··· TEXT EXTRACT
TNB 2Q net profit quadruples


TNB is riding strong on a surge in power demand from industries, especially mushrooming data centres.

PETALING JAYA: Tenaga Nasional Bhd (TNB) reported its strongest quarterly net profit in more than five years as it sold more electricity to meet the increased demand from industries and households.

Net profit more than quadrupled to RM1.44bil in the second quarter ended June 30, 2024 (2Q24), as compared to RM327.9mil in the previous corresponding quarter.

The last time TNB registered higher quarterly earnings was in 1Q19 at RM1.56bil.

The sole electricity supplier in Malaysia also reported a revenue of RM14.37bil in 2Q24, which rose by 7.8% year-on-year (y-o-y).The top line resulted from higher sales of electricity that increased by 5.7% or RM745.8mil to RM13.75bil.

“Operating profit for the current quarter increased by 19.9% or RM372.5mil mainly due to lower negative fuel margin in the current quarter compared with the last corresponding quarter.

“Profit after taxation for the current quarter under review increased by RM1.24bil, from RM270.9mil reported during the last corresponding quarter to RM1.51bil mainly due to higher operating profit coupled with favourable foreign exchange translation and net finance costs,” TNB said in a filing with Bursa Malaysia.In comparison to the preceding first quarter, TNB also reported a higher profit after tax of RM1.51bil as compared to RM677.9mil.

This represents an increase of RM834.5mil quarter-on-quarter.

This was mainly due to a higher operating profit together with a favourable foreign exchange translation and lower tax expense.

Following the improved profitability, TNB’s earnings per share in the second quarter jumped to 24.95 sen.

The board of directors approved an interim single-tier dividend of 25 sen per share for the financial year ending Dec 31, 2024 (FY24), amounting to RM1.45bil.

The utility giant said the book closure and payment dates would be announced in due course.

The final single-tier dividend for FY23 was paid on April 18, totalling RM1.6bil.

Cumulatively, for the first six months of financial year 2024 (1H24), TNB recorded a net profit of RM2.16bil which increased by 62.4% y-o-y.

Revenue also rose by 7.9% y-o-y to RM28bil.

TNB said electricity sales in 1H24 increased by 6.8% or RM1.72bil to RM27.04bil.

“Demand growth rose by 8.4%, primarily fuelled by the commercial and domestic sectors. The Imbalance Cost Pass-Through (ICPT) mechanism’s under-recovery position fell from RM6.49bil to RM5.18bil over the current period due to lower negative fuel margin.

“Operating profit rose by 8% to RM4.27bil from RM3.95bil in the corresponding period, driven by the aforementioned factors.

“Profit after tax increased to RM2.19bil from RM1.2bil in the corresponding period, an increase of 82.3% or RM988.5mil.
······
EXERCISES:
[A] Collect every row that contains the string "shadow", matching case exactly.
[B] Extend the TNB earnings article beyond its last sentence.
··· DATA
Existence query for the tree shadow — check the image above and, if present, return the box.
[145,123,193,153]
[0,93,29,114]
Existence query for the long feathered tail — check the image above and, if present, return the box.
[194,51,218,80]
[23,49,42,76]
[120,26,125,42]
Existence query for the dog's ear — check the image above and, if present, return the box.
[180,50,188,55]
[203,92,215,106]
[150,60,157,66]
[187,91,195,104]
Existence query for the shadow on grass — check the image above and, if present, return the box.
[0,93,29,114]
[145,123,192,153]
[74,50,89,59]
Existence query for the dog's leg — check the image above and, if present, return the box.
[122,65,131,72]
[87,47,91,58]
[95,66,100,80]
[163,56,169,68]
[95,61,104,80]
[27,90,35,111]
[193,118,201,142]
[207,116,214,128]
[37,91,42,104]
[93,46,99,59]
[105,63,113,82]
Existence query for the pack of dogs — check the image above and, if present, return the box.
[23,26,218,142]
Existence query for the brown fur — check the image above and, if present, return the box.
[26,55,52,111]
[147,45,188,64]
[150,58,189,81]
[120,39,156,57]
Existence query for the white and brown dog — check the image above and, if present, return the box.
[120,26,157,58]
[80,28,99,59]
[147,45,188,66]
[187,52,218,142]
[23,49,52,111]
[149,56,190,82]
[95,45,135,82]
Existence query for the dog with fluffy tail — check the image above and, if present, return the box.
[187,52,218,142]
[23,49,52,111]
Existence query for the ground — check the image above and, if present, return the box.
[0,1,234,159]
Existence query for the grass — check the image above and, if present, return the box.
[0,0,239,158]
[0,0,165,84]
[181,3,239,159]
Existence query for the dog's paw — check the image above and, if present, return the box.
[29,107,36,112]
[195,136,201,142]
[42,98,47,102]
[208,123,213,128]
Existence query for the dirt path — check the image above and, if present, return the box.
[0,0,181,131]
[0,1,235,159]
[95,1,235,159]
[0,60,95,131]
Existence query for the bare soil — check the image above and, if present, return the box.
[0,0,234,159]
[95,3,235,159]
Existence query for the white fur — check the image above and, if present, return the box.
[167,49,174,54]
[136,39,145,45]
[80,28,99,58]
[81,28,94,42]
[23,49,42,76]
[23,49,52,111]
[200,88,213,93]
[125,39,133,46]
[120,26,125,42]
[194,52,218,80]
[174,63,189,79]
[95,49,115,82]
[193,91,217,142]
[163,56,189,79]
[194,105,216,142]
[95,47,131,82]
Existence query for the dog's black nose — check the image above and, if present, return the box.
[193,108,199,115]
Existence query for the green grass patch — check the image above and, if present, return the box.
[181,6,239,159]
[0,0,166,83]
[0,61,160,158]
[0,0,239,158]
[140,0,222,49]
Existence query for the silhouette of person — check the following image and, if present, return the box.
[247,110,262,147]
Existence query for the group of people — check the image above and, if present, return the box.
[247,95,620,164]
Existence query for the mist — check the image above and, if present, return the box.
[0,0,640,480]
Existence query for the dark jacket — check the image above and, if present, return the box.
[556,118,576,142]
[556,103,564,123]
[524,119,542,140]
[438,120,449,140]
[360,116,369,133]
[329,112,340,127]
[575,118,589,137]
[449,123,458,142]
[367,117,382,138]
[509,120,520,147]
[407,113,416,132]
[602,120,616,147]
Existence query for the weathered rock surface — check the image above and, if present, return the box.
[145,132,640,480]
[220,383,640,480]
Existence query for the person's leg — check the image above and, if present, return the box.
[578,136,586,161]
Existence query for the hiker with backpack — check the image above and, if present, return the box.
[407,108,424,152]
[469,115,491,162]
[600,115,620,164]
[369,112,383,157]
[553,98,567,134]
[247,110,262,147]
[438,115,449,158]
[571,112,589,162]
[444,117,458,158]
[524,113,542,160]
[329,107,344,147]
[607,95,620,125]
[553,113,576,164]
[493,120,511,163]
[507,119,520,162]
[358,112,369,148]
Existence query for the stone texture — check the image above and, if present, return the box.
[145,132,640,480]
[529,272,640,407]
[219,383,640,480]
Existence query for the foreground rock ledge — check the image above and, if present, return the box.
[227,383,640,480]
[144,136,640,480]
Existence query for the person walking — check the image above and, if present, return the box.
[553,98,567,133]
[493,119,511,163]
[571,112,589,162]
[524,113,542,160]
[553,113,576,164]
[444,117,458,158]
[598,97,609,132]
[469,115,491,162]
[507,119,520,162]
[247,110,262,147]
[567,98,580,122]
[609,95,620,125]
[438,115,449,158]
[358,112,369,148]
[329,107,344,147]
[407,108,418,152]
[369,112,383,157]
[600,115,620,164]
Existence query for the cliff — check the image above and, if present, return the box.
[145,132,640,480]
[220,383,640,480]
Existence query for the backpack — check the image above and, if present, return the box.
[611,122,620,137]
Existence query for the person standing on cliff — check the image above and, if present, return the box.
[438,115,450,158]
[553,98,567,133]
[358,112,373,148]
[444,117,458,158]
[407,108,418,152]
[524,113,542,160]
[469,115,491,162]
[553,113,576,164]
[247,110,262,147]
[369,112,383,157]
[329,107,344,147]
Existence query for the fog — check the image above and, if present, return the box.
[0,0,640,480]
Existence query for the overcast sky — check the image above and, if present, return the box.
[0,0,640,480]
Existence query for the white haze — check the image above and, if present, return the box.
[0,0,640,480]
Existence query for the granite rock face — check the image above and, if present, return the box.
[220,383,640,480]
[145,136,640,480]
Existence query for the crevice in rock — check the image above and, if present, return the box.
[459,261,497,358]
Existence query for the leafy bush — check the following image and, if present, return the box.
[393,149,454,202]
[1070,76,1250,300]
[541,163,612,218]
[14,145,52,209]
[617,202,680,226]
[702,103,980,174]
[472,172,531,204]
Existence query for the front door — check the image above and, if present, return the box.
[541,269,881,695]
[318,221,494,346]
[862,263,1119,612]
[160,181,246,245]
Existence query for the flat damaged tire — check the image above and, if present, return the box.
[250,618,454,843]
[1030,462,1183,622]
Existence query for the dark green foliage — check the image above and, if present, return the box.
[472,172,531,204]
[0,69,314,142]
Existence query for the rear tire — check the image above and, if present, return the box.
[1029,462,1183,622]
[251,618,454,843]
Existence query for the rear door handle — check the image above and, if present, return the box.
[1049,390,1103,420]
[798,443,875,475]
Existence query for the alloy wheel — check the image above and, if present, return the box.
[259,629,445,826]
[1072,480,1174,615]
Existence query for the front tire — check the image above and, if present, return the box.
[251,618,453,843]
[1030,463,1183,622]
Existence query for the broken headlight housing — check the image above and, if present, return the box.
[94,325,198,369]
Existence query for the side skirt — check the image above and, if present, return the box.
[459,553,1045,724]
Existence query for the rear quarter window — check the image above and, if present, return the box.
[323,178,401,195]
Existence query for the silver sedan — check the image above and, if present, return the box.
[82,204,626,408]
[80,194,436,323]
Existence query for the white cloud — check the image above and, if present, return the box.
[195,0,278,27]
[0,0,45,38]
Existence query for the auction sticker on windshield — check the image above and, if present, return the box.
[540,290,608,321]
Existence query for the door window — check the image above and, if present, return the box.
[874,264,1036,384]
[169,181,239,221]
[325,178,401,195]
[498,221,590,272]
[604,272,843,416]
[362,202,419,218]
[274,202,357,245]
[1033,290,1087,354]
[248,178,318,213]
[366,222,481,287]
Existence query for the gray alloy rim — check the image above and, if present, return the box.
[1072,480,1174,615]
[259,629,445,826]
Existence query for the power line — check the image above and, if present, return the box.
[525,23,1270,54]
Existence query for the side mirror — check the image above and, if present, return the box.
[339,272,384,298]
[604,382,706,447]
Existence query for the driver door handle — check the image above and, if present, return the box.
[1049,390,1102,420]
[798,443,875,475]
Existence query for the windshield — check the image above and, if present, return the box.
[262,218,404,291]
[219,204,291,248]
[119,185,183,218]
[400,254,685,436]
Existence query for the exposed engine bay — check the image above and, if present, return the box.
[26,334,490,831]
······
EXPECTED RESULTS:
[A]
Existence query for the tree shadow — check the image above and, if present, return the box.
Existence query for the shadow on grass — check the image above and, if present, return the box.

[B]
“The rise was primarily due to the higher operating profit coupled with a lower foreign exchange translation losses and lower net finance costs in the current period,” according to TNB.

The group attributed its stronger results to stronger electricity demand growth, better operational performance and efficient capital management.

It said the 8.4% electricity demand growth recorded is aligned with the country’s gross domestic product expansion of 5.9% in the second quarter of 2024.

“With the Malaysian economy projected to grow between 4% to 5% from firm domestic demand, the group anticipates a stable performance for 2024 and will remain cautious on market volatilities while taking prudent measures to ensure it remains resilient.

“The group is committed to play an integral role in supporting the National Energy Transition Roadmap while pursuing business growth,” TNB added.

TNB is riding strong on a surge in power demand from industries, especially mushrooming data centres.

In fact, TNB’s electricity sales already hit a record in the first quarter of 2024 at 31,899 gigawatt hours, driven by two new data centres that have a combined installed capacity of about 600 megawatts (MW).

The strong sales was achieved despite the first quarter being seasonally the weakest quarter in the year.

In June, Kenanga Research said TNB guided for electricity demand growth of 2.5% to 3% in 2024.

“We expect the same growth rate over Regulatory Period 4 (RP4), versus 1.8% during RP3, backed by a strong pipeline of data centre projects.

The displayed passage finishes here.